- Material provided:
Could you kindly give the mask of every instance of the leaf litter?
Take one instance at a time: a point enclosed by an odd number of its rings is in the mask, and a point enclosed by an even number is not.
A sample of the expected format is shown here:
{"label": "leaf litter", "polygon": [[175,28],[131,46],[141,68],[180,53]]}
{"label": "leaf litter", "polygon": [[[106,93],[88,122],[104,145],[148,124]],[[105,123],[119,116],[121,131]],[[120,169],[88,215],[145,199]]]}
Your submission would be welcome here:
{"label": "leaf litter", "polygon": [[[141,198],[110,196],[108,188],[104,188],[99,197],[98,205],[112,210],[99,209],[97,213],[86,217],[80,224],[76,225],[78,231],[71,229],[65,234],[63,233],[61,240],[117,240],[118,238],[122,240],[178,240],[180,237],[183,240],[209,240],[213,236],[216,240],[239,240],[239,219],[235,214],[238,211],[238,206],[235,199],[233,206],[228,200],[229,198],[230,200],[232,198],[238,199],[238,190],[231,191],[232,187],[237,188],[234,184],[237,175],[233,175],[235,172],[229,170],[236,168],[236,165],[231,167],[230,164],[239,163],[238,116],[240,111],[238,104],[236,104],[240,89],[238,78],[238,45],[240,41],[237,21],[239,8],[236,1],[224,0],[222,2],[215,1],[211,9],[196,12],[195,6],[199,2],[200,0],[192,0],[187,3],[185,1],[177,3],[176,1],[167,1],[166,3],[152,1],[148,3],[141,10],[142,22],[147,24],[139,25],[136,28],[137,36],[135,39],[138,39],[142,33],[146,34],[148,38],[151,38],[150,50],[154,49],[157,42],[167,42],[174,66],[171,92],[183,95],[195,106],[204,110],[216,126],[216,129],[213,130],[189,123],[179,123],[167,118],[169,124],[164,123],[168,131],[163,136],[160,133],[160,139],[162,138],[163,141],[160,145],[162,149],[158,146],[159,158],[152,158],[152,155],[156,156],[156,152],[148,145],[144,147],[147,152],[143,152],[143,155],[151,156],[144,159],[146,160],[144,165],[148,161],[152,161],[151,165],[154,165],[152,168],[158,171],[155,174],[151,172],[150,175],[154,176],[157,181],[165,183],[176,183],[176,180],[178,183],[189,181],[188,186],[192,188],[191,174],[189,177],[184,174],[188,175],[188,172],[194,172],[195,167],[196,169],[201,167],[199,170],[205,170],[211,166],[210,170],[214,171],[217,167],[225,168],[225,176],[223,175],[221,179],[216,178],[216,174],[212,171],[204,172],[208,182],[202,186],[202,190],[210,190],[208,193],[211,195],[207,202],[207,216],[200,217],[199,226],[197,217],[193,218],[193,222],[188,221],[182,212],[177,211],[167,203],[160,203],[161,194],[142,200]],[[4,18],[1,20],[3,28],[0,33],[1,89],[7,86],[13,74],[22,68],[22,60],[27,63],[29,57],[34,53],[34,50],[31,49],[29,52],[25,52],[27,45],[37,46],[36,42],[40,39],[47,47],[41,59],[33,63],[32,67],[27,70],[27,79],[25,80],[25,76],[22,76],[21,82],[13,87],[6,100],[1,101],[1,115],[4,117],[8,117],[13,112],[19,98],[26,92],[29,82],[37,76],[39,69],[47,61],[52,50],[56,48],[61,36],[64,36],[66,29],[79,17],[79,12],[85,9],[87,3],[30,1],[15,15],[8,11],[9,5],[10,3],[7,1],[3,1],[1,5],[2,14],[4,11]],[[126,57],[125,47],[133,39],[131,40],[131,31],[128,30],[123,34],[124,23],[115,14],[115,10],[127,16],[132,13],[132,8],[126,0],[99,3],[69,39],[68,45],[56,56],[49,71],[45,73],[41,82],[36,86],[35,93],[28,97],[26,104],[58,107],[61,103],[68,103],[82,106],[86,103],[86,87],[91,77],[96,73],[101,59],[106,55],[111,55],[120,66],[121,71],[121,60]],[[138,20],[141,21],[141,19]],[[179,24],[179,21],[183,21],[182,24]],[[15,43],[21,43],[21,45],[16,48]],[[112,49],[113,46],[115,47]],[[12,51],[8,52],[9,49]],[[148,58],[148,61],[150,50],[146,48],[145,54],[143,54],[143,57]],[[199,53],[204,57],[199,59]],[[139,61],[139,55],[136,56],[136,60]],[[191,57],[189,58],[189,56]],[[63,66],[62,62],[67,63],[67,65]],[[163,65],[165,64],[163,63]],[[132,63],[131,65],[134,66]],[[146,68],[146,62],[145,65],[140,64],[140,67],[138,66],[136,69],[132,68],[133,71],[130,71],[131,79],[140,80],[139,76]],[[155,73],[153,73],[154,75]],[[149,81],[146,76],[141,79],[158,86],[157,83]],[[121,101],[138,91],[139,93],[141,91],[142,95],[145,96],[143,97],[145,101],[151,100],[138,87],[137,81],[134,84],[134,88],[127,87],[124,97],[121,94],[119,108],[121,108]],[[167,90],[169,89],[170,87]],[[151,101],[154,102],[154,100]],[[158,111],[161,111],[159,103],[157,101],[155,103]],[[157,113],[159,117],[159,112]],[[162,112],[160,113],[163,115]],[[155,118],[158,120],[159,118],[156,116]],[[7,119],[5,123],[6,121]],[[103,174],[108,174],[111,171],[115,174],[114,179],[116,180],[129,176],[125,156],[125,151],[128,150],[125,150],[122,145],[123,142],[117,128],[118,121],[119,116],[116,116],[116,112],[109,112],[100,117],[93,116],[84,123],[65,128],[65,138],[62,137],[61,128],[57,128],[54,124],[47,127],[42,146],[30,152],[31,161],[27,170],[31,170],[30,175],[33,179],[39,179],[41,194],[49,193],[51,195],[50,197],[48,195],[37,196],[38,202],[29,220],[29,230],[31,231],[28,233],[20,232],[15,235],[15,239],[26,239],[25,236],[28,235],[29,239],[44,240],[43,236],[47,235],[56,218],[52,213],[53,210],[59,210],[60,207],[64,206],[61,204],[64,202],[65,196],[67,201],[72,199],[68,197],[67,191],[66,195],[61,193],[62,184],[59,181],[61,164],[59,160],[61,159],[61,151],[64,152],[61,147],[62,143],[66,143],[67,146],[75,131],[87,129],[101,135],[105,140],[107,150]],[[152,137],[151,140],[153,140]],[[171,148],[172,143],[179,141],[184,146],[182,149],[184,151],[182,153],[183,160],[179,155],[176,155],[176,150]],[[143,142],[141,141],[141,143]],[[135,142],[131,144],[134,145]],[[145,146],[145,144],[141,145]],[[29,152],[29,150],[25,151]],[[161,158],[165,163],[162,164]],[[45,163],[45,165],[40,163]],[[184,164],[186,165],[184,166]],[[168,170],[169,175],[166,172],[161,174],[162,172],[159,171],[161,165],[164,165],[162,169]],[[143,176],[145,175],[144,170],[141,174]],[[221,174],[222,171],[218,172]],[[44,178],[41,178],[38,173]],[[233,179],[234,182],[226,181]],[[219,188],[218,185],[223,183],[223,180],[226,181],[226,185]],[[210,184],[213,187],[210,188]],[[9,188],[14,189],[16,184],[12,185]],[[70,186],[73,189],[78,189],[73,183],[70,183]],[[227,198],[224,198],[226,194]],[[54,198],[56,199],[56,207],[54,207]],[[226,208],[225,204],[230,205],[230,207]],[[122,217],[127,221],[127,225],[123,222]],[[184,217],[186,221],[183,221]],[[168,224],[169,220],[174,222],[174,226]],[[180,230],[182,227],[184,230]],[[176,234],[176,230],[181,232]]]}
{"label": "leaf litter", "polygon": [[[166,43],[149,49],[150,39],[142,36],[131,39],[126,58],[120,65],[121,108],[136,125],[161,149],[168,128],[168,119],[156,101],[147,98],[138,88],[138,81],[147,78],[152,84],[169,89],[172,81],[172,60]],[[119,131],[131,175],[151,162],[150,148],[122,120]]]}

- Requirement:
Pull out each line of the listing that holds the string "instance".

- Problem solution:
Could you kindly give the mask of every instance of the leaf litter?
Take one instance at a time: a point enclosed by an odd number of its rings is in the mask, and a point enclosed by an even number is not.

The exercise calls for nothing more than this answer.